● **DESCRIPTION OF THE TASK**
Convert the lines below into a JSON list of strings with one string per line, omitting blank lines and the pictures.

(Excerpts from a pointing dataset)
[start]
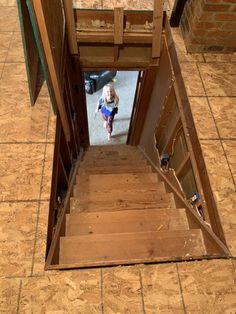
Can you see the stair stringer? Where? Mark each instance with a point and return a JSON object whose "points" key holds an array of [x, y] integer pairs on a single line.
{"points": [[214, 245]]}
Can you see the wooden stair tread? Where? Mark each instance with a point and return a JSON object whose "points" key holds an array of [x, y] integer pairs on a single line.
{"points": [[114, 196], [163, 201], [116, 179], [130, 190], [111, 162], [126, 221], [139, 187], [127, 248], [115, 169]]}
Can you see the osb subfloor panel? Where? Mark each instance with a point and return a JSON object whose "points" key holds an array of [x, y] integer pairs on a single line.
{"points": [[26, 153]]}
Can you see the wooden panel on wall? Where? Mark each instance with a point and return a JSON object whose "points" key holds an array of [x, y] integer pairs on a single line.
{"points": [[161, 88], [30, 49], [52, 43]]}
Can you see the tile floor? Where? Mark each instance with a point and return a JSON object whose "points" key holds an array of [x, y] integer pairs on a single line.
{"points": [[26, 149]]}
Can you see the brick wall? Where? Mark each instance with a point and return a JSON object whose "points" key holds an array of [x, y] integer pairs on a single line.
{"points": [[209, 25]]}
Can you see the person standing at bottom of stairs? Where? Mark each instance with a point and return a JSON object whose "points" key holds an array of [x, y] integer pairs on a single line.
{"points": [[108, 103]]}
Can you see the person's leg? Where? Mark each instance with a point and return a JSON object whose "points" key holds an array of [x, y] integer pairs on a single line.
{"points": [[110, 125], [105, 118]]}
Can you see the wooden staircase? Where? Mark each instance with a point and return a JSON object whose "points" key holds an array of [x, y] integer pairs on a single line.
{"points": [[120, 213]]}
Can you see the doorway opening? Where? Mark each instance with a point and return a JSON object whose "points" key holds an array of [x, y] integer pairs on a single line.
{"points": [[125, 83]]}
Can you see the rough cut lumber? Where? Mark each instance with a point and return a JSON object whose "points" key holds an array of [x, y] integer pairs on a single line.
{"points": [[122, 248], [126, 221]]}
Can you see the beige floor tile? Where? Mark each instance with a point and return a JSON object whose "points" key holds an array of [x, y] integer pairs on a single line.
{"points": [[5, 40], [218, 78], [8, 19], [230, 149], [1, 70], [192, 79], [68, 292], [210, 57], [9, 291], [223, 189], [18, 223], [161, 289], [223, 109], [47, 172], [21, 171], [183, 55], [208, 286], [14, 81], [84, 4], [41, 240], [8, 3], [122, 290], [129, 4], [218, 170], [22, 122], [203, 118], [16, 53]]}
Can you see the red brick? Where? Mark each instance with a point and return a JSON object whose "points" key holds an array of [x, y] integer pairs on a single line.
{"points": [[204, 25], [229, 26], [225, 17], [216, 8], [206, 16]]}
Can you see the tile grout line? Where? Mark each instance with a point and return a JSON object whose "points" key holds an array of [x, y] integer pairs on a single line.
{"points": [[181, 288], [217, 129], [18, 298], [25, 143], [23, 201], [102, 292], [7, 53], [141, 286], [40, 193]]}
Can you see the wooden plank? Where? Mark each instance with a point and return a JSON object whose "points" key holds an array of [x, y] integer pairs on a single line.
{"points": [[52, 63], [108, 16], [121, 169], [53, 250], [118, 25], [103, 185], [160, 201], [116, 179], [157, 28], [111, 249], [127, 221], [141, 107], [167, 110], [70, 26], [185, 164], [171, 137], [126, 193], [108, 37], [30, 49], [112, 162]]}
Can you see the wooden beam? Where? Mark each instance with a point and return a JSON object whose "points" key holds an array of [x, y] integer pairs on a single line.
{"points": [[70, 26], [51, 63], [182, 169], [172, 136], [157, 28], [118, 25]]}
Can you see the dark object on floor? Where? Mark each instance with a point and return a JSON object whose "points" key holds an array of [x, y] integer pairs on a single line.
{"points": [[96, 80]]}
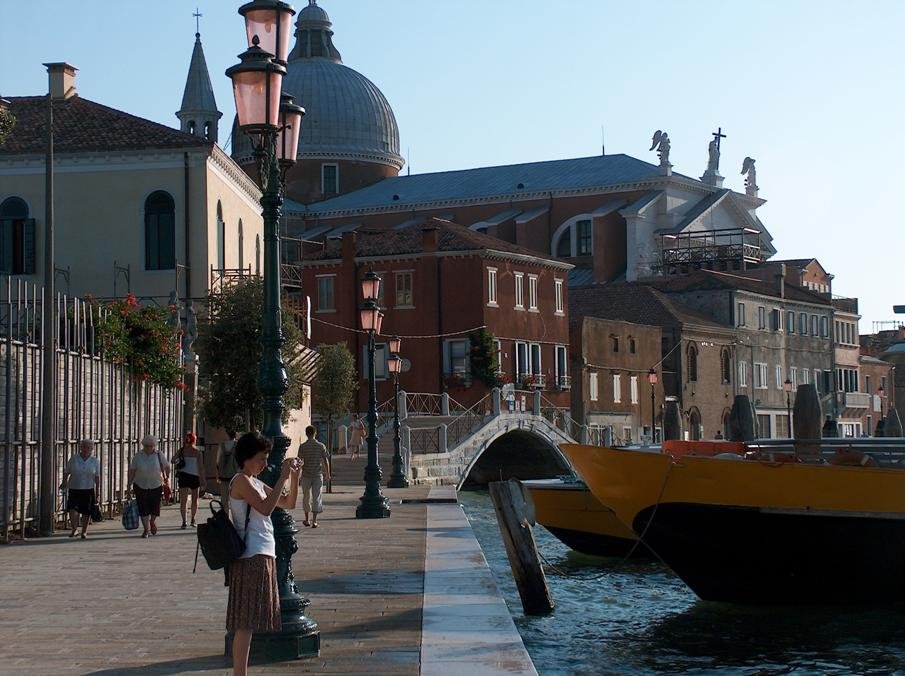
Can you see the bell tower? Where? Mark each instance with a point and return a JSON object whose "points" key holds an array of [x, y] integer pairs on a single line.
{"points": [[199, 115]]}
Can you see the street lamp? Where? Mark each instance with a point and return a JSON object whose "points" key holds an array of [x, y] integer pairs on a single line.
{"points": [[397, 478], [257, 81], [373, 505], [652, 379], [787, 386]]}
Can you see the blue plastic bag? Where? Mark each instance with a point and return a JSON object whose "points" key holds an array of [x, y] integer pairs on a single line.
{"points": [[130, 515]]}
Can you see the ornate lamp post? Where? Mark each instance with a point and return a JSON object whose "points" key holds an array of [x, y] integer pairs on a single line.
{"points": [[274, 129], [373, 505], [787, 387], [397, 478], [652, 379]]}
[end]
● **RESULT BELOW**
[
  "Can you see the stair stringer? Where? Mark each instance with a point and return a JSON object whose \"points\" key holds an array of [x, y] integer pairs on a single line.",
  "{\"points\": [[214, 245]]}",
  "Can you see the wooden stair tread? Where? Mark each instance with a point and return a JSON object whose \"points\" key holds an array of [x, y] integer pairs on a single line.",
  "{\"points\": [[114, 196], [163, 201], [116, 179], [130, 190], [111, 162], [126, 221], [139, 187], [127, 248], [115, 169]]}",
  "Can you see the osb subfloor panel? Where? Mark each instance with a point and return a JSON object whose \"points\" key holds an array of [x, y] integer pairs on a single line.",
  "{\"points\": [[26, 153]]}",
  "Can you see the wooden panel on wall? Where? Mark each instance with a point and return a JSON object whose \"points\" key holds an array of [x, y] integer pairs on a single line.",
  "{\"points\": [[161, 88], [30, 49], [52, 43]]}",
  "Can you see the tile floor? Where? Mark each instance with a point and return a JSON object whose \"points\" key holds an array of [x, y] integer pairs on a single line.",
  "{\"points\": [[26, 149]]}",
  "Can you see the brick wall? Where? Mark each instance with a point and return a JSON object whose \"points\" key holds an array of [x, y] integer pairs on a single line.",
  "{\"points\": [[209, 25]]}",
  "Can you see the person standing at bottom of stairs? Where? Mark each instance with a point and return a JSON object whose \"points\" key holds an array of [x, y] integer pairs on a single line.",
  "{\"points\": [[108, 103]]}",
  "Can you see the person's leg? Where? Mark each instance with a point and return a JSON object whose \"points\" key holds an array of [x, y] integer pairs on a single line.",
  "{\"points\": [[110, 125], [105, 118]]}",
  "Can you see the wooden staircase? Where? Mark each instance with a point and return a JSON object whose \"points\" key holds an array of [x, y] integer pairs on a single line.",
  "{\"points\": [[120, 213]]}",
  "Can you see the doorway opening? Where? Mark each instance with a point and return a JSON object whose \"points\" key holds an array of [x, y] integer pairs on a single line.",
  "{\"points\": [[125, 83]]}",
  "Can you see the rough cut lumber? Where? Mark each instance with a point and return a JSON object whose \"points\" key holds an array of [x, y] integer pairs on a single line.",
  "{\"points\": [[122, 248], [126, 221]]}",
  "Can you see the beige floor tile? Where? Mark each instance with a point and return a JSON object whose \"points\" key holds an array of [x, y] integer pairs on a single line.",
  "{\"points\": [[5, 40], [218, 78], [8, 19], [230, 149], [1, 70], [192, 79], [68, 292], [210, 57], [9, 291], [223, 189], [18, 223], [161, 289], [223, 109], [47, 172], [21, 171], [183, 55], [208, 286], [14, 81], [84, 4], [41, 240], [8, 3], [122, 290], [129, 4], [218, 170], [22, 122], [203, 118], [16, 53]]}",
  "Can you see the red brick? Where? Mark each instance with a point and return a JSON object whose \"points\" key holds an array of [x, y] integer pairs on a single line.",
  "{\"points\": [[204, 25], [229, 26], [225, 17], [216, 8], [206, 16]]}",
  "Can you see the tile grout line? Where? Mark each instance with a point and return a JSON object whose \"points\" key holds an array of [x, y] integer pairs on a single line.",
  "{\"points\": [[181, 288], [217, 129], [18, 298], [25, 143], [23, 201], [102, 292], [7, 53], [141, 286], [40, 193]]}",
  "Can you see the wooden plank? Where? Mark each instance with a point and return a JSON object whose \"points\" key holds an array of [x, y] integer pairs on a single line.",
  "{\"points\": [[52, 63], [108, 16], [121, 169], [53, 250], [118, 25], [103, 185], [160, 201], [116, 179], [157, 28], [111, 249], [127, 221], [141, 107], [167, 110], [70, 26], [185, 164], [171, 137], [126, 193], [108, 37], [30, 49], [112, 162]]}",
  "Can you see the wooden beam? Where? Mark each instance with a point and return a JSON object whose \"points\" key holds an array of [x, y] integer pairs on a single line.",
  "{\"points\": [[70, 26], [51, 63], [182, 169], [172, 136], [157, 28], [118, 25]]}",
  "Can you see the dark object on floor? Where? Mark each instance with a point and return a JSON object whose \"points\" key holds an array of [x, y] integer pairs on a single line.",
  "{\"points\": [[96, 80]]}",
  "Can you see the bell tower? Where? Mark each instance with a point and return a JSON object whose \"points\" key holds an array of [x, y] integer pairs on a single line.",
  "{\"points\": [[199, 115]]}",
  "Can you see the street lamp? Where? Mark each instance with a point and return a JSON object whose \"points\" key holds an array of [x, y] integer pairs on a single line.",
  "{\"points\": [[397, 478], [257, 81], [373, 505], [652, 379], [787, 386]]}",
  "Can you see the blue plastic bag? Where? Mark each instance with a point and return a JSON object whose \"points\" key holds an array of [x, y] integer pairs on a single line.",
  "{\"points\": [[130, 515]]}",
  "Can you see the ornate lamp post? Where? Mark each instance with a point and return a JSON object whose \"points\" key holds an array of [x, y] integer pairs on a single line.",
  "{\"points\": [[274, 129], [373, 505], [787, 387], [397, 478], [652, 379]]}"
]